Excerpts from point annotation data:
.....

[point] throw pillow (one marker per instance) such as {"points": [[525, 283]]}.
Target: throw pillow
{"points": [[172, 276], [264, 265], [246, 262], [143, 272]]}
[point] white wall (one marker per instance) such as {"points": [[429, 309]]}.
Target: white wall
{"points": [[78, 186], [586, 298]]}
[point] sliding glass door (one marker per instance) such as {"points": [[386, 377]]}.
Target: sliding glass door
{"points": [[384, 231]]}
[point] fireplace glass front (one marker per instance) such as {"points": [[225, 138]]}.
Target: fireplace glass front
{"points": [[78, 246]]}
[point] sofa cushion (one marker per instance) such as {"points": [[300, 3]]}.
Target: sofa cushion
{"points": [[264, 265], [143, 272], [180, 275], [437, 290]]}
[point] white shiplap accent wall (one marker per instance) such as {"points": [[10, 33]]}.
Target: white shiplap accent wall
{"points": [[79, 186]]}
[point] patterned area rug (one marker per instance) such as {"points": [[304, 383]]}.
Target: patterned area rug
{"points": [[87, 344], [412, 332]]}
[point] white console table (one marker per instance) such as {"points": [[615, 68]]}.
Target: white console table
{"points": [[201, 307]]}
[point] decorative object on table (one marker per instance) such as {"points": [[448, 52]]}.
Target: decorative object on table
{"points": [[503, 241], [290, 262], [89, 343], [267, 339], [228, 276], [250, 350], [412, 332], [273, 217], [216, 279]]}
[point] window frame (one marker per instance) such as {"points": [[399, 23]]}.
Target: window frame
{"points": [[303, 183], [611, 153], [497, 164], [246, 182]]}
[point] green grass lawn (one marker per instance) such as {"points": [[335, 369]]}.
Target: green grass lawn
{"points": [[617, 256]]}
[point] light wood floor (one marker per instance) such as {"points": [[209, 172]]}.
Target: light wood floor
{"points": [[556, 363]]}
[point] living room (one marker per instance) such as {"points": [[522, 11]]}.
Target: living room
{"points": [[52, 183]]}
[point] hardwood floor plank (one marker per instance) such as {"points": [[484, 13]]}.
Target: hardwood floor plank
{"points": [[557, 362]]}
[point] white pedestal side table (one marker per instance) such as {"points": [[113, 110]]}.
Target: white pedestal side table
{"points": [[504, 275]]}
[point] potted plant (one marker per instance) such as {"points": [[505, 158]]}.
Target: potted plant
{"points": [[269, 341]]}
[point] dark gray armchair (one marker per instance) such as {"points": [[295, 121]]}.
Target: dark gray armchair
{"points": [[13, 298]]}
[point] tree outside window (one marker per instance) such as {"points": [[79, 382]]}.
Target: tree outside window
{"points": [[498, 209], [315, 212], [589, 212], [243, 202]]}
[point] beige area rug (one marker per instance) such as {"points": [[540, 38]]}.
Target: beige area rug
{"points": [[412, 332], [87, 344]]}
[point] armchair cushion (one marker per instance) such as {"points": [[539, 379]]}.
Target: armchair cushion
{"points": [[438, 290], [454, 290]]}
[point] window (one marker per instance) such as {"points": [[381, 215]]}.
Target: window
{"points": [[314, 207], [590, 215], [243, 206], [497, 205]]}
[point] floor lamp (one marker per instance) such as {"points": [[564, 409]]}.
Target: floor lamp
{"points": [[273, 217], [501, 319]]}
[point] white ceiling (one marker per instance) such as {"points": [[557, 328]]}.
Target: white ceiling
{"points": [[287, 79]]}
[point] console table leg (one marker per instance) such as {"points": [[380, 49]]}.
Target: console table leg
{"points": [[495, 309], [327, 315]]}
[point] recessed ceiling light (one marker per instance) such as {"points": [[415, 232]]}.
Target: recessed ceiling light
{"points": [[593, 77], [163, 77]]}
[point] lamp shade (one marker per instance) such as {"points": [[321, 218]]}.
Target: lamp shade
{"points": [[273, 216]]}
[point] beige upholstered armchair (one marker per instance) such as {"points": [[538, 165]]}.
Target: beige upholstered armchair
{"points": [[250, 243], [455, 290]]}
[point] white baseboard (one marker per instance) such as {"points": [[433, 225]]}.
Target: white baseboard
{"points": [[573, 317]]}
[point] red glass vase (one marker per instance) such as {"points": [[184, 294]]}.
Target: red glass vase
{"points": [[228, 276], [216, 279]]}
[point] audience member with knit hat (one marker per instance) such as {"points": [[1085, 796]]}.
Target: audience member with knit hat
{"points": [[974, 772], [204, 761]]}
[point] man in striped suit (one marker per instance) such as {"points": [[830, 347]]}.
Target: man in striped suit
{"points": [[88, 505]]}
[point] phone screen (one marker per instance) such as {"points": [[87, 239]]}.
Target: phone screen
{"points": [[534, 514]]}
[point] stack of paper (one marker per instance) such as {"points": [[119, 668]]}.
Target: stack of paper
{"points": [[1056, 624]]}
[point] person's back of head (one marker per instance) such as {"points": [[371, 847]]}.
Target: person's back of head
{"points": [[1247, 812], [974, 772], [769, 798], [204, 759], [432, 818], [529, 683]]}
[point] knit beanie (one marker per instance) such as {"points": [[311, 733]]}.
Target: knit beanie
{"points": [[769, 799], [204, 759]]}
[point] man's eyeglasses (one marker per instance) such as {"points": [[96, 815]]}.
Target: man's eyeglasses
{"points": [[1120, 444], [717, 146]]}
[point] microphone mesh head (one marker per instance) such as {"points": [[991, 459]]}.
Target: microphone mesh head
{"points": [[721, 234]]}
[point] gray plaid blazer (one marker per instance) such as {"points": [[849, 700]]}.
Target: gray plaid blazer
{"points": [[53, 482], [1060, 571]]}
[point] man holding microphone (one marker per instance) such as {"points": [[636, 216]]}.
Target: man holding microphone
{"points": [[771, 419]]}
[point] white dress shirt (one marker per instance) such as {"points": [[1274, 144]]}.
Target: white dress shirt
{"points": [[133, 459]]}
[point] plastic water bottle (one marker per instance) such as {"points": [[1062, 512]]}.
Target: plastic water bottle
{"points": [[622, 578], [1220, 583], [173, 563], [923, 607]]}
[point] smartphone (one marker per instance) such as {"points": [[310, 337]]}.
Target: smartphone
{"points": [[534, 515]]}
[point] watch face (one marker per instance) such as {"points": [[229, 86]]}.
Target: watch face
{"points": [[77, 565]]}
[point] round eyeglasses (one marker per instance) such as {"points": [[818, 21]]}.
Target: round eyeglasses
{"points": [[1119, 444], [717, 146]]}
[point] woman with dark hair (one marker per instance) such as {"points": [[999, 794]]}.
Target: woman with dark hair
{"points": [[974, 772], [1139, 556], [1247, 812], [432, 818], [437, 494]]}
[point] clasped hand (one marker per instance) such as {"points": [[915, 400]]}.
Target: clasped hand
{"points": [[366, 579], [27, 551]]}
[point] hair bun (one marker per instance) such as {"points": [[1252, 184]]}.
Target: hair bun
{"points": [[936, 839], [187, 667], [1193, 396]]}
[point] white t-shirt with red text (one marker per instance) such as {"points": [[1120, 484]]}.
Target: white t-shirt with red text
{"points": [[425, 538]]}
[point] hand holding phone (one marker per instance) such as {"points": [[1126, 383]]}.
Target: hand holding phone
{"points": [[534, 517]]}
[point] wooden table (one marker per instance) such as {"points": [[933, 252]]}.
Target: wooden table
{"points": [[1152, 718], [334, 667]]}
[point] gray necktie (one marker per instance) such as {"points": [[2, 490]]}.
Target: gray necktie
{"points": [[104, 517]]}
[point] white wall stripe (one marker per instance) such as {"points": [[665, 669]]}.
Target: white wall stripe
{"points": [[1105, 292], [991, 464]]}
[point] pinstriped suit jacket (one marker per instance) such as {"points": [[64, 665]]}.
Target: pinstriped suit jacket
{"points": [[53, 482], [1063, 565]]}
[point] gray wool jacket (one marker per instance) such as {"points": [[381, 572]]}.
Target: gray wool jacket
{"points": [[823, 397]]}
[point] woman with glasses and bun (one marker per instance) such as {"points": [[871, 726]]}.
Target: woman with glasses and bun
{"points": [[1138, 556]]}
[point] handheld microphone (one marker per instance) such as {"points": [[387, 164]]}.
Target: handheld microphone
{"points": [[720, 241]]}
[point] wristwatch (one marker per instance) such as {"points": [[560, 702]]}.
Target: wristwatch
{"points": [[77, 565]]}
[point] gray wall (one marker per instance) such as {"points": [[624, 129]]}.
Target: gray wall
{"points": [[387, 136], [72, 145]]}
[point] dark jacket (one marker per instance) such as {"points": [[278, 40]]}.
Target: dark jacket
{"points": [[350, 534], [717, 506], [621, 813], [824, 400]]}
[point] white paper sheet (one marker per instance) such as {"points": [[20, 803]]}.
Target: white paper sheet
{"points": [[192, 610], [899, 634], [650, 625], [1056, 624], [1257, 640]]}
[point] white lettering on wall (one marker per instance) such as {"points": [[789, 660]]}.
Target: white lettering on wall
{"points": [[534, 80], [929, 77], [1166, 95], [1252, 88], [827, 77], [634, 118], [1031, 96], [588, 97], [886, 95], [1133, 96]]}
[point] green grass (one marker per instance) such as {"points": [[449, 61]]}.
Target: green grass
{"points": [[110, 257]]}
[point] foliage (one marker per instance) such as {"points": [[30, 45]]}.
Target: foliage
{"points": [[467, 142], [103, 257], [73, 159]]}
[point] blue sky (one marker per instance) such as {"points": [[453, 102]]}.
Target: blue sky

.....

Short task - Rewrite the items from the line with "[point] white lettering" up to and including the final line, renaming "foliage" to "greenery" everywhere in that span and leaving everything else unchanged.

Written solution -
[point] white lettering on wall (one marker per instance) such as {"points": [[789, 660]]}.
Target: white lettering on wall
{"points": [[534, 80], [929, 77], [1166, 95], [1252, 88], [827, 77], [634, 118], [1031, 96], [588, 97], [886, 95], [1133, 96]]}
[point] green grass (one marker per instance) such as {"points": [[449, 61]]}.
Target: green grass
{"points": [[110, 257]]}
[point] greenery (one marker per instance) such as {"points": [[30, 45]]}.
Target: greenery
{"points": [[467, 142], [103, 257], [73, 159]]}
[point] blue sky (one marker per instance) such as {"points": [[453, 102]]}.
Target: blue sky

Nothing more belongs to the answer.